EXERCISE DESCRIPTION »
Please copy the records below line for line, leaving out the pictures.

EXERCISE MATERIAL »
◇ ◇ ◇ ◇ ◇ ◇ ◇

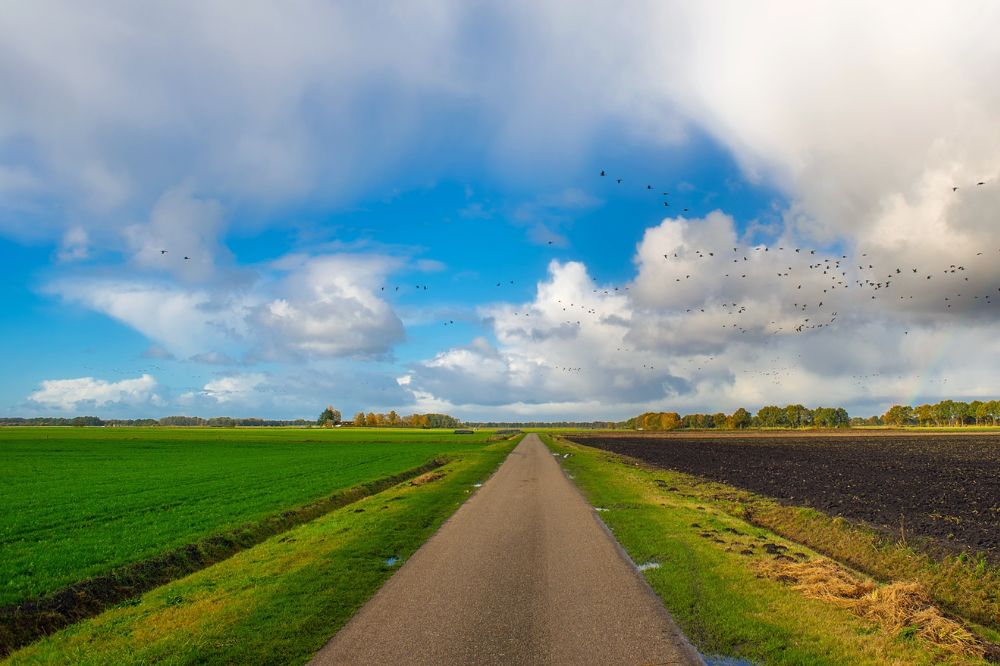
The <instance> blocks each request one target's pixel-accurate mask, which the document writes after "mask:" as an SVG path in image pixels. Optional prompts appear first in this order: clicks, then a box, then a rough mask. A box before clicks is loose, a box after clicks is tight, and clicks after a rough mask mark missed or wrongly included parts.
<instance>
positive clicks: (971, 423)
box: [866, 400, 1000, 426]
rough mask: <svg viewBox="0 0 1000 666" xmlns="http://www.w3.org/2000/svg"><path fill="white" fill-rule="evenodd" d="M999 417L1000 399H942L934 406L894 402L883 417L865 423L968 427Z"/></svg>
mask: <svg viewBox="0 0 1000 666" xmlns="http://www.w3.org/2000/svg"><path fill="white" fill-rule="evenodd" d="M998 420H1000V400H973V401H972V402H962V401H959V400H942V401H941V402H938V403H935V404H933V405H931V404H926V405H917V406H916V407H911V406H909V405H893V406H892V407H890V408H889V409H888V411H886V413H885V414H883V415H882V416H881V417H879V416H873V417H871V419H867V420H866V421H867V422H868V423H866V425H895V426H903V425H912V426H967V425H994V426H995V425H996V424H997V421H998Z"/></svg>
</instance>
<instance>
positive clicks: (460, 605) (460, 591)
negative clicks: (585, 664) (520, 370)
mask: <svg viewBox="0 0 1000 666" xmlns="http://www.w3.org/2000/svg"><path fill="white" fill-rule="evenodd" d="M312 663H313V664H324V665H325V664H337V665H340V664H359V665H360V664H365V665H371V664H574V665H579V664H700V663H702V662H701V660H700V658H699V657H698V655H697V653H696V652H695V651H694V650H693V649H692V648H691V647H690V645H689V644H688V643H687V641H686V640H685V639H684V637H683V636H682V635H681V633H680V631H679V630H678V629H677V627H676V626H675V625H674V623H673V621H672V620H671V619H670V616H669V615H668V614H667V612H666V610H665V609H664V608H663V606H662V605H661V603H660V601H659V599H658V598H657V597H656V596H655V595H654V594H653V592H652V590H650V589H649V587H648V586H647V585H646V582H645V581H644V580H643V579H642V577H641V575H640V574H639V572H638V571H636V569H635V567H634V566H633V564H632V563H631V561H629V560H628V558H627V556H626V555H625V554H624V552H623V551H622V550H621V548H620V547H619V545H618V544H617V542H616V541H615V540H614V538H613V537H612V536H611V534H610V533H609V532H608V531H607V529H606V528H605V527H604V525H603V524H602V523H601V522H600V520H599V519H598V518H597V516H596V514H595V512H594V510H593V508H592V507H590V506H589V505H588V504H587V503H586V502H585V501H584V499H583V497H582V496H581V495H580V493H579V492H578V491H577V489H576V488H575V487H574V486H573V484H572V482H571V481H569V479H567V478H566V476H565V475H564V474H563V472H562V470H561V469H560V467H559V465H558V463H557V462H556V461H555V459H554V458H553V456H552V454H551V453H550V452H549V451H548V449H547V448H546V447H545V445H544V444H542V442H541V440H539V439H538V436H537V435H533V434H532V435H528V436H527V437H525V438H524V440H523V441H522V442H521V443H520V444H519V445H518V446H517V448H515V449H514V451H513V452H512V453H511V454H510V456H508V458H507V460H506V461H504V463H503V465H501V466H500V469H499V470H497V472H496V474H494V475H493V477H491V478H490V480H489V481H487V482H486V483H485V484H484V485H483V487H482V488H481V489H480V490H479V491H478V492H477V493H476V494H475V495H474V496H473V497H471V498H470V499H469V501H468V502H466V503H465V504H464V505H463V506H462V507H461V508H460V509H459V510H458V511H457V512H455V514H454V515H453V516H452V517H451V519H450V520H448V522H446V523H445V524H444V525H443V526H442V527H441V529H440V530H438V532H437V533H436V534H435V535H434V536H433V537H431V539H430V540H428V541H427V543H426V544H424V545H423V547H421V548H420V549H419V550H418V551H417V552H416V553H415V554H414V555H413V557H412V558H410V560H409V561H408V562H406V563H404V565H403V566H402V568H401V569H400V570H399V571H398V572H396V574H395V575H394V576H393V577H392V578H391V579H390V580H389V581H388V582H387V583H386V584H385V585H384V586H383V587H382V589H381V590H379V592H378V593H377V594H376V595H375V596H374V597H373V598H372V599H371V601H369V602H368V604H367V605H365V606H364V608H362V609H361V611H360V612H358V614H357V615H356V616H355V617H354V618H353V619H352V620H351V621H350V622H349V623H348V624H347V625H346V626H345V627H344V628H343V629H342V630H341V631H340V632H339V633H338V634H337V635H336V636H334V637H333V639H331V641H330V642H329V643H327V645H326V646H325V647H324V648H323V649H322V650H320V652H319V653H318V654H317V655H316V656H315V657H314V659H313V662H312Z"/></svg>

◇ ◇ ◇ ◇ ◇ ◇ ◇

FINISHED TASK »
The <instance> blocks each request one target's pixel-accurate mask, which the document writes after "mask:" as an SVG path in image pixels. Optional prompts appear first in this order: clicks, then a box, then a rough mask. A box before clicks is loose, a box after clicks is tight, and clicks after a rough mask mark missed or wrongly included parts.
<instance>
positive clicks: (971, 423)
box: [866, 400, 1000, 426]
rough mask: <svg viewBox="0 0 1000 666" xmlns="http://www.w3.org/2000/svg"><path fill="white" fill-rule="evenodd" d="M999 417L1000 399H942L934 406L894 402L883 417L865 423L968 427Z"/></svg>
mask: <svg viewBox="0 0 1000 666" xmlns="http://www.w3.org/2000/svg"><path fill="white" fill-rule="evenodd" d="M998 420H1000V400H973V401H972V402H962V401H959V400H942V401H941V402H938V403H935V404H933V405H931V404H926V405H917V406H916V407H911V406H909V405H893V406H892V407H890V408H889V409H888V411H886V413H885V414H883V415H882V416H881V417H879V416H873V417H871V419H867V420H866V421H867V422H868V423H866V425H895V426H903V425H912V426H967V425H994V426H995V425H996V424H997V421H998Z"/></svg>
</instance>
<instance>
positive clicks: (460, 605) (460, 591)
negative clicks: (585, 664) (520, 370)
mask: <svg viewBox="0 0 1000 666" xmlns="http://www.w3.org/2000/svg"><path fill="white" fill-rule="evenodd" d="M312 663H313V664H324V665H325V664H337V665H340V664H359V665H360V664H365V665H371V664H574V665H579V664H700V663H702V662H701V660H700V658H699V657H698V655H697V653H696V652H695V651H694V650H693V649H692V648H691V647H690V645H689V644H688V643H687V641H686V640H685V639H684V637H683V636H682V635H681V633H680V631H679V630H678V629H677V627H676V626H675V625H674V623H673V621H672V620H671V619H670V616H669V615H668V614H667V612H666V610H665V609H664V608H663V606H662V605H661V603H660V601H659V599H658V598H657V597H656V596H655V595H654V594H653V592H652V590H650V589H649V587H648V586H647V585H646V582H645V581H644V580H643V579H642V577H641V575H640V574H639V572H638V571H636V569H635V567H634V566H633V564H632V563H631V561H629V560H628V558H627V556H626V555H625V554H624V552H623V551H622V550H621V548H620V547H619V545H618V544H617V542H616V541H615V540H614V538H613V537H612V536H611V534H610V533H609V532H608V531H607V529H606V528H605V527H604V525H603V524H602V523H601V522H600V520H599V519H598V518H597V516H596V514H595V512H594V510H593V508H592V507H590V506H589V505H588V504H587V503H586V502H585V501H584V499H583V497H582V496H581V495H580V493H579V492H578V491H577V489H576V488H575V487H574V486H573V484H572V482H571V481H569V479H567V478H566V476H565V475H564V474H563V472H562V470H561V469H560V467H559V465H558V463H557V462H556V461H555V459H554V458H553V456H552V454H551V453H550V452H549V451H548V449H547V448H546V447H545V445H544V444H542V442H541V440H539V439H538V436H537V435H533V434H532V435H528V436H527V437H525V438H524V440H523V441H522V442H521V443H520V444H519V445H518V446H517V448H515V449H514V451H513V452H512V453H511V454H510V456H508V458H507V460H506V461H504V463H503V465H501V466H500V469H499V470H497V472H496V474H494V475H493V477H491V478H490V480H489V481H487V482H486V483H485V484H484V485H483V487H482V488H481V489H480V490H479V491H478V492H477V493H476V494H475V495H474V496H473V497H471V498H470V499H469V501H468V502H466V503H465V504H464V505H463V506H462V507H461V508H460V509H459V510H458V511H457V512H455V514H454V515H453V516H452V517H451V519H450V520H448V522H446V523H445V524H444V525H443V526H442V527H441V529H440V530H438V532H437V533H436V534H435V535H434V536H433V537H431V539H430V540H428V541H427V543H426V544H424V545H423V547H421V548H420V549H419V550H418V551H417V552H416V553H415V554H414V555H413V557H412V558H410V560H409V561H408V562H406V563H404V565H403V566H402V568H401V569H400V570H399V571H398V572H396V574H395V575H394V576H393V577H392V578H391V579H390V580H389V581H388V582H387V583H386V584H385V585H384V586H383V587H382V589H381V590H379V592H378V593H377V594H376V595H375V596H374V597H373V598H372V599H371V601H369V602H368V604H367V605H365V606H364V608H362V609H361V611H360V612H358V614H357V615H356V616H355V617H354V618H353V619H352V620H351V621H350V622H349V623H348V624H347V625H346V626H345V627H344V628H343V629H342V630H341V631H340V632H339V633H338V634H337V635H336V636H334V637H333V639H331V641H330V642H329V643H327V645H326V646H325V647H324V648H323V649H322V650H320V652H319V653H318V654H317V655H316V656H315V657H314V659H313V662H312Z"/></svg>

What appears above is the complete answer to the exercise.